**AVAILABLE DATA**

Segment Open

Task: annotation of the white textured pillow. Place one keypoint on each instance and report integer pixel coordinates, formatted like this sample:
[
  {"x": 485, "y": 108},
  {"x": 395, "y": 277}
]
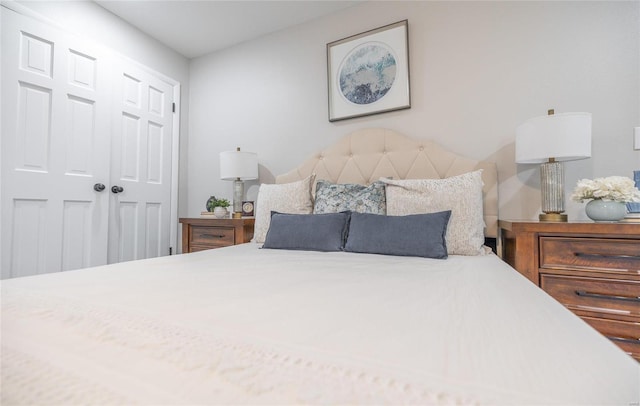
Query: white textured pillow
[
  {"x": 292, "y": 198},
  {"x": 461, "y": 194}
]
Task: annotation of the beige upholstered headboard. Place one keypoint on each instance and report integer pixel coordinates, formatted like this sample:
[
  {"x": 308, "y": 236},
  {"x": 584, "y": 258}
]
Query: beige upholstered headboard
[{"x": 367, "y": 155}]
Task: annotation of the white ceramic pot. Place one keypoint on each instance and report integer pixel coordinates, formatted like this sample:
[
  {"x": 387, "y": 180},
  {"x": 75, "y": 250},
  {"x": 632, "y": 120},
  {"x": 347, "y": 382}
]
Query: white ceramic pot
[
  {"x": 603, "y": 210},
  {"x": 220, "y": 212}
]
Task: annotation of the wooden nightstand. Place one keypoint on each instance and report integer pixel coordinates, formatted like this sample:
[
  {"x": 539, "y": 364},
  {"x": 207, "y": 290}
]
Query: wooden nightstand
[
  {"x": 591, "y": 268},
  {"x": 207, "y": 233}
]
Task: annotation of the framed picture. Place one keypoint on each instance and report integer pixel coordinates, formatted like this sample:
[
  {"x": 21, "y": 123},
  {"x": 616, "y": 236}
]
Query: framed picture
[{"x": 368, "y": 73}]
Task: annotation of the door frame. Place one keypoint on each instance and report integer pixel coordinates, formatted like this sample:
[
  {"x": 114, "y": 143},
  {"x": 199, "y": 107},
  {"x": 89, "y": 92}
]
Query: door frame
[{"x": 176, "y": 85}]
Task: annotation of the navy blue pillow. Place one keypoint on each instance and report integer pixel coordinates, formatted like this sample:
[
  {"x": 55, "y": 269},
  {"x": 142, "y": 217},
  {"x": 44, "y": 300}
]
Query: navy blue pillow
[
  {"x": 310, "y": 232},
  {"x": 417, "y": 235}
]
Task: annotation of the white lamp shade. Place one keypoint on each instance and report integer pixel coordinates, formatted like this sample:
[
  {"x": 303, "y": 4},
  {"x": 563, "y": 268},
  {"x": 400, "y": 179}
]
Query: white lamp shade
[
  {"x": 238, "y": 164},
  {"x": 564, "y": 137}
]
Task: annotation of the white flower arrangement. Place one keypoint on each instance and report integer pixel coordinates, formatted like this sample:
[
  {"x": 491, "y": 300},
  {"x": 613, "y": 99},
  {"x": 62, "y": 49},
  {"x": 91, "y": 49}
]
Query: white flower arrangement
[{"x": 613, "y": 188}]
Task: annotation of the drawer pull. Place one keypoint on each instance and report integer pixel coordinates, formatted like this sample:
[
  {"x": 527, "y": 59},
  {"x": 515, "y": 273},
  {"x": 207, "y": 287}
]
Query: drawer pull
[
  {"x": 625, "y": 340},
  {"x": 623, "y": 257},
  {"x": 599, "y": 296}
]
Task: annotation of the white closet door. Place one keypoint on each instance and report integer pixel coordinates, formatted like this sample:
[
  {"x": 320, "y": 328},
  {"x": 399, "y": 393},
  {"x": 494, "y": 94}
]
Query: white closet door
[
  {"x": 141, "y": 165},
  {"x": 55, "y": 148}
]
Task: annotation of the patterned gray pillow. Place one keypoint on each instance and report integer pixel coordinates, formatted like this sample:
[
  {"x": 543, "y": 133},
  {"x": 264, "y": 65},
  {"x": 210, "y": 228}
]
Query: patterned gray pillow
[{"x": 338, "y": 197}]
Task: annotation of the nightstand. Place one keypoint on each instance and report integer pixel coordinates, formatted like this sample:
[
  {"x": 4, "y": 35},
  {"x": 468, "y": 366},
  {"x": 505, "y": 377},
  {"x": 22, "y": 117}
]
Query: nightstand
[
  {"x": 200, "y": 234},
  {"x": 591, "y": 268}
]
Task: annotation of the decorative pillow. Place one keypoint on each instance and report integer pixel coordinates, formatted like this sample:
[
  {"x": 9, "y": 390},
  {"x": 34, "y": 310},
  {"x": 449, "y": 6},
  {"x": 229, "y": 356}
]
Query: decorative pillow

Segment Closed

Return the listing above word for word, with the pictures removed.

**THE ANSWER**
Task: annotation of the white textured pillow. Place one keypoint on each instance and report integer pixel coordinates, formatted like this sample:
[
  {"x": 485, "y": 108},
  {"x": 395, "y": 277}
]
Query: white textured pillow
[
  {"x": 292, "y": 198},
  {"x": 461, "y": 194}
]
Task: annotation of the beige upholstered headboard. Place one keypoint on each instance and report integer pixel coordinates, formatted like this sample:
[
  {"x": 308, "y": 236},
  {"x": 584, "y": 258}
]
Query: beige upholstered headboard
[{"x": 367, "y": 155}]
Task: annotation of the white ceramic pot. Place one keypoint on each instance and report integer pixel coordinates, formatted like this sample:
[
  {"x": 387, "y": 180},
  {"x": 75, "y": 250},
  {"x": 632, "y": 120},
  {"x": 347, "y": 382}
]
Query: white ceramic pot
[
  {"x": 603, "y": 210},
  {"x": 220, "y": 212}
]
Task: annotation of the wooden nightstand. Place one keypoint on each instance and report integer pixel coordinates, formatted like this sample:
[
  {"x": 539, "y": 364},
  {"x": 207, "y": 290}
]
Query: wooden nightstand
[
  {"x": 591, "y": 268},
  {"x": 207, "y": 233}
]
Task: annotation of the framed picture. Place one keypoint on each instance and report integer pixel coordinates, formatted like this sample:
[
  {"x": 21, "y": 123},
  {"x": 616, "y": 236}
]
Query: framed picture
[{"x": 368, "y": 73}]
Task: annotation of the door frame. Place one keypoint on each instance and report integer pixel coordinates, formatted like this sample:
[
  {"x": 114, "y": 143},
  {"x": 199, "y": 107},
  {"x": 89, "y": 92}
]
Query: door frame
[{"x": 176, "y": 85}]
Task: annotation of the navy blue pillow. Place one keypoint on each instance and report integer pixel coordinates, formatted like this sample:
[
  {"x": 55, "y": 269},
  {"x": 142, "y": 217},
  {"x": 44, "y": 300}
]
Query: navy blue pillow
[
  {"x": 310, "y": 232},
  {"x": 417, "y": 235}
]
Task: annotation of the white lamp shade. Place one keypoint on each instance and report integer pixel coordinates, formatted like this sample:
[
  {"x": 303, "y": 4},
  {"x": 563, "y": 268},
  {"x": 400, "y": 179}
]
Query: white lamp shade
[
  {"x": 238, "y": 164},
  {"x": 564, "y": 137}
]
Task: annotation of the white flower arrangement. Place one keypoint on each instance and report integer pixel coordinates, formatted like this sample:
[
  {"x": 491, "y": 300},
  {"x": 613, "y": 99},
  {"x": 62, "y": 49},
  {"x": 91, "y": 49}
]
Query: white flower arrangement
[{"x": 613, "y": 188}]
Task: annotation of the drawer pull. Place one keypoint on each instance and report integer pixel coordinates, formatted like this sample:
[
  {"x": 527, "y": 59},
  {"x": 515, "y": 273},
  {"x": 207, "y": 287}
]
Query: drawer pull
[
  {"x": 625, "y": 340},
  {"x": 623, "y": 257},
  {"x": 599, "y": 296}
]
Task: annotation of the white closet door. Place one keypoint on each instance and report integer pixel coordinates, formatted like this sample:
[
  {"x": 320, "y": 328},
  {"x": 399, "y": 393},
  {"x": 494, "y": 94}
]
Query: white closet door
[
  {"x": 141, "y": 165},
  {"x": 55, "y": 148}
]
Task: annotation of the patterned gray pillow. Place one keypoint on each instance and report integer pixel coordinates, formatted like this sample:
[
  {"x": 543, "y": 133},
  {"x": 264, "y": 65},
  {"x": 210, "y": 228}
]
Query: patterned gray pillow
[{"x": 338, "y": 197}]
Task: annotation of the nightstand. Place one keypoint on each instance and report integer pixel coordinates, formatted like this sample:
[
  {"x": 4, "y": 35},
  {"x": 468, "y": 366},
  {"x": 505, "y": 377},
  {"x": 22, "y": 117}
]
Query: nightstand
[
  {"x": 200, "y": 234},
  {"x": 591, "y": 268}
]
Task: annotation of the decorative pillow. Place one keypoint on each instance and report integer pixel coordinates, formatted like this sample:
[
  {"x": 9, "y": 390},
  {"x": 34, "y": 310},
  {"x": 449, "y": 6},
  {"x": 229, "y": 356}
]
Query: decorative pillow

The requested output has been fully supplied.